■ **INSTRUCTIONS TO FOLLOW**:
Recast every line of the items below as a numbered list, leaving out any blank lines.

■ **RECORDS**:
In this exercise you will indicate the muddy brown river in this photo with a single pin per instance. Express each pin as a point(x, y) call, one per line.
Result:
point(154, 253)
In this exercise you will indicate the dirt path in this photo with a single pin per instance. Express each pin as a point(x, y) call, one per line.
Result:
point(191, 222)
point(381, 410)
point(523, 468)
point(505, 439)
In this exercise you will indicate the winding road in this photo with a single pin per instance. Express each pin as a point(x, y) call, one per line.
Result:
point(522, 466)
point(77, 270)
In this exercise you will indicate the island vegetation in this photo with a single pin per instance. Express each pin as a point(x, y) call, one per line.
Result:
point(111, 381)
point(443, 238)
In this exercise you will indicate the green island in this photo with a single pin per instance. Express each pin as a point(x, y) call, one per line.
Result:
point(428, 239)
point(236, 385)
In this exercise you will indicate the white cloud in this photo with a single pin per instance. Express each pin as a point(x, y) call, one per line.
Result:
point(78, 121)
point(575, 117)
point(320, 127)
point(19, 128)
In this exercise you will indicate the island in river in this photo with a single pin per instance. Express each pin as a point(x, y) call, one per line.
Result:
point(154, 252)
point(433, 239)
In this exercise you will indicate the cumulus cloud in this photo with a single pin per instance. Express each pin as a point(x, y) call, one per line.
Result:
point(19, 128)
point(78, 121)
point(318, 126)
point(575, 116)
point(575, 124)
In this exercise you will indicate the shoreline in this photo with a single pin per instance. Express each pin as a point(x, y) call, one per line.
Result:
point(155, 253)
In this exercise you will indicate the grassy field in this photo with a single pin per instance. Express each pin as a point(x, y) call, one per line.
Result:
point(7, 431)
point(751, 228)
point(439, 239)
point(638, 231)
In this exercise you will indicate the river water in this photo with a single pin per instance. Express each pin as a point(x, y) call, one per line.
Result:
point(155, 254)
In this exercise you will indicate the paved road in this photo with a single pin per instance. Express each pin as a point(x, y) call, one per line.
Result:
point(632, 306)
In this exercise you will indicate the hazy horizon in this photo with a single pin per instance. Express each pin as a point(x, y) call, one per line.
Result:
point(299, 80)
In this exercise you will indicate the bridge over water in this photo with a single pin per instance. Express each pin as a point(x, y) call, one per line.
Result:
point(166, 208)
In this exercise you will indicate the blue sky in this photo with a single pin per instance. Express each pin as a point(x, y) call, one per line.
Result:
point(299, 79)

■ **FULL ANSWER**:
1. In this exercise you will indicate the muddy brown river in this photo with a single pin per instance. Express each pin as a point(x, y) call, one per line.
2. Result:
3. point(154, 253)
4. In this exercise you will indicate the dirt path in this photo with a single pin per instance. Express each pin as a point(x, y) call, one per line.
5. Result:
6. point(191, 222)
7. point(381, 410)
8. point(523, 468)
9. point(505, 439)
10. In this exercise you will indicate the winding road in this photo with a single pin per instance. Express each pin as a point(x, y) call, one per line.
11. Result:
12. point(522, 466)
13. point(77, 270)
14. In this exercise you will indicate the island vegetation in this photo with a single pin per instance. Express each pin as a point(x, y) call, one per line.
15. Result:
16. point(111, 381)
17. point(443, 238)
18. In this exercise you will indicate the green island in this photo with a single pin per instance. Express each pin as a point(x, y) call, one per line.
19. Result:
20. point(428, 239)
21. point(236, 385)
22. In this exercise you will indicate the white cloud in this photo with a single pin per instance. Express each pin as a point(x, y) call, one per line.
23. Result:
24. point(78, 121)
25. point(575, 117)
26. point(320, 127)
27. point(19, 128)
28. In this exercise you will indicate the island in river in this photo with a single pin per instance. Express each pin as a point(x, y) call, one per line.
29. Result:
30. point(154, 252)
31. point(433, 239)
32. In this exercise you will indicate the cumulus cloud in this photo with a single pin per instance. Express each pin as a point(x, y) call, one per line.
33. Result:
34. point(19, 128)
35. point(78, 121)
36. point(318, 126)
37. point(575, 116)
38. point(575, 124)
39. In this exercise you will indicate the shoreline in this photo with a single pin per instance. Express each pin as a point(x, y) call, one per line.
40. Result:
41. point(155, 253)
42. In this exercise you will indicate the grassy field in this photo with a single pin per instance. Express each pin as a point(x, y) call, one per line.
43. Result:
44. point(7, 431)
45. point(751, 228)
46. point(439, 239)
47. point(638, 231)
48. In this exercise you will indicate the river water in this photo with a single pin per instance. Express each pin as a point(x, y) call, one per line.
49. Result:
50. point(155, 254)
51. In this exercise you will indicate the paved road in this photo with a single pin per instance. Express each pin as a point(x, y) call, one per line.
52. Result:
53. point(632, 306)
54. In this exercise you will indicate the hazy horizon in this photo with a single pin per instance. Express each pin as a point(x, y) call, one per line.
55. Result:
56. point(299, 80)
57. In this exercise you will indicate the bridge over water in this photo with a single pin per instance. Express each pin as a point(x, y) call, one per line.
58. Result:
59. point(166, 208)
60. In this exercise you will indicate the blue sky in this photo with a single pin per instance. Express each pin as a point(x, y) call, one per line.
61. Result:
62. point(299, 79)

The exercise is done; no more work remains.